Your tasks |
a) From the passage on outdoor classrooms, list every device it names for managing the elements.
b) Continue the passage on outdoor classrooms from its last sentence.

Passage provided |
=-=-=-=-=

As many higher education institutions in New England grapple with how to safely reopen in the midst of the coronavirus pandemic, the physical setting of campuses becomes paramount. Indeed, NEJHE recently published a piece on the advantages of small rural campuses in the age of social distancing. Here, Leonard Yui, an associate professor of architecture at Roger Williams University in Bristol, R.I. and director of Wildish Design, a design and research practice dedicated to rewilding the world, has offered the following …
Following is a modest design proposal to transform a university lawn into an outdoor classroom marked for social distancing. It promotes a safer learning environment, helps build intuition about the six-foot separation and activates outdoor spaces for both people and wildlife.
The early science is gradually showing that outdoor spaces are safer than indoor spaces for COVID-19. One research study from Japan found that COVID-19 transmission was 18.7 times greater indoors than outdoors. Another article from China found that, of 7,300 active COVID-19 cases, just one was connected to outdoor transmission.
Indoor spaces were never designed for social distancing and many are now depending on aging climate controlled systems for viral filtration. These limitations are now muddied by politics, finance, marketing and logistics, raising the urgency to consider safer options.
Outdoor classrooms too have limitations compared to their indoor counterparts. What do we do about the sun, cold, heat, rain, etc., especially in New England? And where do we place the projectors, desks, seats, etc.?
It seems unthinkable to allow students and teachers to be exposed to the elements, but in 1907, Providence, R.I., did just that by experimenting with the first “fresh-air” schools in the U.S. to combat the tuberculosis epidemic. Pioneered by two women doctors, the idea was to open an entire classroom wall to the frigid New England winters and bundle the students up with sleeping bag-like sacks with heated stones. It was so successful at reducing the health risks that it triggered a movement across the nation that lasted for nearly 50 years. Many advocates today, backed by recent science, are trying to bring these methods back.
The “fresh-air” classroom movement gives us a model for opening school while managing the elements with devices like tents, umbrellas, heaters, jackets and so on. What may be lost by focusing overly on environmental and spatial adjustments is how pedagogy too can change and influence new landscapes. The proposed six-foot plots are more than just a measure of distance between two people, but a reflection of a complex non-classroom world wrestling with issues of health, race, wealth and climate inequities. The move outdoors is also a metaphor for adapting our beings to wild variables of society and to engage, first, those social and ecological issues that are near—that directly touch us.

=-=-=-=-=

Data supplied |

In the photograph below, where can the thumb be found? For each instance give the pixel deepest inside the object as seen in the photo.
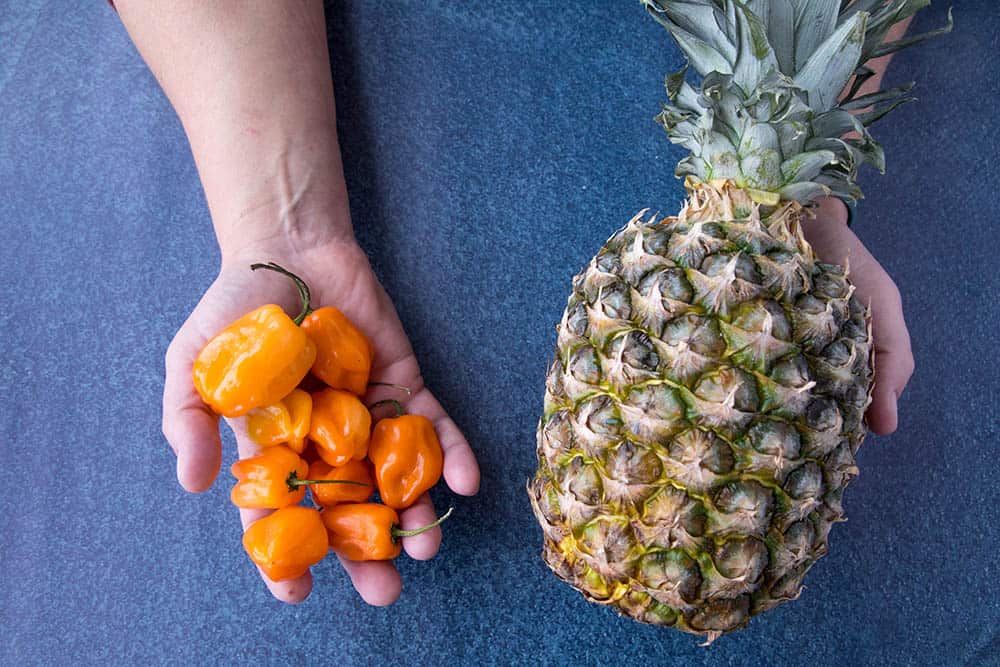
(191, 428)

=-=-=-=-=

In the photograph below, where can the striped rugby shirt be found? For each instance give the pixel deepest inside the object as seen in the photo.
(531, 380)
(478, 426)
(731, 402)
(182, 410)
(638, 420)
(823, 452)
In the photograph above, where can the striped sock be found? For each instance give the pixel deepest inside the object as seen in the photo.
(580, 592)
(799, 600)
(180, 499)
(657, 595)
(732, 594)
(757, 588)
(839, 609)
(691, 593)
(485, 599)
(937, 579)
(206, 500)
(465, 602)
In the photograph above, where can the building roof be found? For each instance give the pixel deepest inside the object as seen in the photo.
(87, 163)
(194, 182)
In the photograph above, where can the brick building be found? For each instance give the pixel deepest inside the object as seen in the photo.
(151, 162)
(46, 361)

=-=-=-=-=

Answers for each item |
a) tents, umbrellas, heaters, jackets

b)
Outdoor spaces can be mocked up like traditional classrooms, but they can offer more because of the COVID-19 restrictions. Safer outdoor places permit more opportunity for student interactions, larger spaces allow for groups to form personalized patterns, and the natural elements provides a dynamic background for interaction. Digital assets could supplement these offerings by having students pre-download slide presentations and use their phones as mini projectors. By extending wifi signals, students could use Zoom as a video/audio connection, and digital tablets could serve as whiteboards.
On a more imaginative path, the lack of walls, roofs and boundaries mean the class is not confined to a location or simple desk patterns. The field of environmental education recommends using outdoor experiences as part of developing broad individual awareness of “how people and societies relate to each other and to natural systems.” A philosopher-colleague reminded me that the Ancient Greeks preferred talking and sharing their thoughts while going on long walks. Using the “Socratic method” with a walk-and-talk method might encourage students to make links between course topics and physical locations that have specific meaning for them. In the business world, professionals often do key “business” transactions in transitionary (between meetings) or relational (like dining) interactions.
None of this is a substitute for the traditional indoor classroom, but the current circumstances beckon more creative negotiation among places of safety, convenience and learning. Simply going outdoors is one step, but another more enticing and sustainable direction is to reshape the celebration of pastoral landscapes to places that connect us more deeply to the outside world, both figuratively and literally. These changes can be small, sporadic and scattered around many places, but in aggregate, and over time, they should make a valuable impact to safety and culture and promote a more animated learning place.